REQUIREMENTS:
Output each line of the material exactly as it stands.
· · · · · · ·
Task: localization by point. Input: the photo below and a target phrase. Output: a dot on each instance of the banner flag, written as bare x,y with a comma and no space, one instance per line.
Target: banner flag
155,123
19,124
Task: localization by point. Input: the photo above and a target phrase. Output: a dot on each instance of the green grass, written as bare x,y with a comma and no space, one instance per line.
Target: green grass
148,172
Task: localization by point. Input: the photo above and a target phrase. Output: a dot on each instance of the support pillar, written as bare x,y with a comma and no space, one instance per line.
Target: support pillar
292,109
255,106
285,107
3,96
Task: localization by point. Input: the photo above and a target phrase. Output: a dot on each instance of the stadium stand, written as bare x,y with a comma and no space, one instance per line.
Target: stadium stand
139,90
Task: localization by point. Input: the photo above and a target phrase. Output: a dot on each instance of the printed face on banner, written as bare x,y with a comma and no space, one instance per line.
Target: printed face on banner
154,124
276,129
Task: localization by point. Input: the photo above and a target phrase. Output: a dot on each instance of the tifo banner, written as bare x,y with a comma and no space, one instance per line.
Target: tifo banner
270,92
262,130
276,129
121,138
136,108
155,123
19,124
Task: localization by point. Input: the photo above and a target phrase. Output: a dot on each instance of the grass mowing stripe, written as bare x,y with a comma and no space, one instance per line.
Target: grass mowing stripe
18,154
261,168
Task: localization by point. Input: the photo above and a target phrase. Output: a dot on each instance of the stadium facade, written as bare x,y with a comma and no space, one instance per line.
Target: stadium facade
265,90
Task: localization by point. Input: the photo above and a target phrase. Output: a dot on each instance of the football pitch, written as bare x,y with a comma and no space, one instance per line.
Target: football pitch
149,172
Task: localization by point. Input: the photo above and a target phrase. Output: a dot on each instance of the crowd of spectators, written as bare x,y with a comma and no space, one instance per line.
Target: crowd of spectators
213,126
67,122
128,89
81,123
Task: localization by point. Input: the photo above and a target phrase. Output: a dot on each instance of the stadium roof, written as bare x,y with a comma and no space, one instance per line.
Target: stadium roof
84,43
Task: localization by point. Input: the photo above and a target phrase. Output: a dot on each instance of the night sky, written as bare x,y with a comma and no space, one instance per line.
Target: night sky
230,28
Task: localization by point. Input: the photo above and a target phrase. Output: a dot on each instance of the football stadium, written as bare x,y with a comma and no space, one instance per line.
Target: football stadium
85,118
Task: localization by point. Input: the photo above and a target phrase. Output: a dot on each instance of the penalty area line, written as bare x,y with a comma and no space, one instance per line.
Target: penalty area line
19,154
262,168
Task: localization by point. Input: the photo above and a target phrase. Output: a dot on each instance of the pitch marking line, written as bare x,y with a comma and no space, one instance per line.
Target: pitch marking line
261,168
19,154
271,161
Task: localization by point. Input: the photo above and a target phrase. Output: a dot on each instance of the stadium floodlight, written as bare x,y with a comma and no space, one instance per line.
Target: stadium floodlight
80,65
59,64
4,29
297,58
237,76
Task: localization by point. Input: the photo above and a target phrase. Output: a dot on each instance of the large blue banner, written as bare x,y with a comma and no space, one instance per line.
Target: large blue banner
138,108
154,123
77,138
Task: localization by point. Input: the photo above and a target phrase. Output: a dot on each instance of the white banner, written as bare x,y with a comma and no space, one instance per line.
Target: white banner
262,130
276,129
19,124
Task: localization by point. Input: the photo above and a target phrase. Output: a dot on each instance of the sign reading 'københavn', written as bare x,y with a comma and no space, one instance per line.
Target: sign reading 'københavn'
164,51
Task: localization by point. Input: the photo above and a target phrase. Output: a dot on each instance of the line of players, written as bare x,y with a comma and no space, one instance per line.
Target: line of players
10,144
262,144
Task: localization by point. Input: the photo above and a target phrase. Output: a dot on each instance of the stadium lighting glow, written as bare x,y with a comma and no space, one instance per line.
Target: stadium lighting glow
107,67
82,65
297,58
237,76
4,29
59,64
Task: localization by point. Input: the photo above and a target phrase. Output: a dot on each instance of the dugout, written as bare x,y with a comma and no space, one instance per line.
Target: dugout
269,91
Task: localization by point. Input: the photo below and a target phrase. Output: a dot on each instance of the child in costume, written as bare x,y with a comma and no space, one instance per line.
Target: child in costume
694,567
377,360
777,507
· · · · · · ·
TASK OUTPUT:
Task: localization by point. Input: the photo below and a target phrase. Output: a dot on each instance of the banner flag, written as bare x,y with a comma and no space, one instance per line.
Target: banner flag
155,123
19,124
Task: localization by point. Input: the photo above and a target phrase. Output: a dot on each instance of the green grass, written as bare x,y with a comma and no space, one instance per line.
Target: green grass
148,172
Task: localization by point. Input: the photo above and a target phrase. Output: a dot on each instance of the support pillar, written as bare x,y with a comma and no space, one instance per line.
Target: support pillar
292,109
255,106
285,107
3,96
Task: localization by point. Input: the photo above and a target phrase. Output: a dot on each instance of the stadium stand, written as bare x,y with a comma and no space, one instance per line.
Target: stadium stand
139,90
Task: localization by point. Input: the photo above and a target phrase. Output: a dot on each instance of the printed face on banner, written as bare x,y with a comma and no space, one instance per line.
Target: printed face on banner
154,124
276,129
Task: localization by point. Input: the photo above and a target phrase. Output: a dot on each instance of the tifo banner, written as bare x,y with a comma and no space, one instance per line.
Target: tifo banner
270,92
262,130
276,129
121,138
136,108
155,123
19,124
Task: localization by point. Input: the photo above and a target phrase. Output: a dot on each instance of the grass mowing stripe, written as bare x,y with a comma and no space, one instance per line.
Target: grass mowing stripe
18,154
261,168
Task: localization by point. Input: the photo above and a target phrase. Output: a dot on each instance of the stadium facade, written as bare x,y with a comma and no space, one instance per line.
Target: stadium facade
265,90
Task: localization by point. Input: the photo above and a target phrase. Output: a dot on each instance of the football pitch, written as bare x,y with a comma and no space, one instance per line.
Target: football pitch
149,172
Task: localization by point. Input: the photo above and a target phrase. Output: a dot on each instance of the crowd of spectators, written as bare x,y with a comma and no space, one instance per line.
Target: crowd of spectators
213,126
67,122
128,89
81,123
Task: localization by point. Input: the photo above and a target phrase. Output: a dot on each instance of the stadium roof, written as bare x,y with a comma and no space, one instance per line.
Target: stadium roof
84,43
Task: localization by point. Input: the photo above and a target phrase. Output: a dot on each instance of the night sky, written as bare x,y with a comma and no space, one instance per line.
Target: night sky
230,28
Task: localization by point. Input: the photo above and a target phrase. Output: a dot on each instance of the football stadium, written as bare x,y with a comma and no space, one instance per line.
Target: football stadium
85,118
Task: localization by point. Input: the photo above and a target phrase. Output: a dot on each instance of the penalty area line, written as bare x,y with a comma and no space, one instance per line.
Target: penalty area line
19,154
262,168
Task: localization by point. Input: the photo above and a target phrase. Output: a dot on each instance of the pitch marking line, written as bare x,y with a comma and no space, one instance per line.
Target: pitch marking line
261,168
19,154
271,161
Task: localization by point. Input: the photo above and a target phrase. Output: a dot on each instance of the stadium floodlight, written as bare x,y with a comma and no space, one instance per line.
Target: stadium floodlight
80,65
59,64
4,29
297,58
237,76
Task: localization by point. Input: the photo above and a target phrase. Output: a dot on each instance of the large blue banner, written as bare x,y with a comma and no space, one instance per line.
Target: large blue banner
138,108
154,123
77,138
Task: localization by point. Input: the photo above and a target phrase. Output: a dot on each instance of the white banner, written as bare x,y with a comma and no space, one instance per line.
Target: white banner
262,130
276,129
19,124
Task: localization by point. Input: the photo above and a target phrase. Output: a dot on each instance of the sign reading 'københavn', written as bare x,y with a comma and no space, one instance per line.
Target: sign reading 'københavn'
164,51
Task: localization by point. Input: the photo above and a target phrase. Output: a dot on each instance of the line of players, written as bare x,y with a comma and no space, one instance per line.
Target: line of players
10,144
262,144
Task: localization by point. Input: the photo above and a target phrase. Output: a dot on each instance of the stadium lighting glow, written as bare x,y with a comma and no space, one instance per line.
Target: stadium lighting glow
107,67
82,65
297,58
237,76
4,29
59,64
Task: localization by point. Input: the photo above and a target phrase. Output: a dot on each instance of the dugout, written as bare x,y with a comma and no space, one instance per line.
Target: dugout
269,91
Task: localization by point. Input: the photo below and a target phrase. Output: a dot on each instance of the child in costume, written as bare x,y with a comma and no space, one instance per line.
Target: child in costume
694,567
377,360
777,507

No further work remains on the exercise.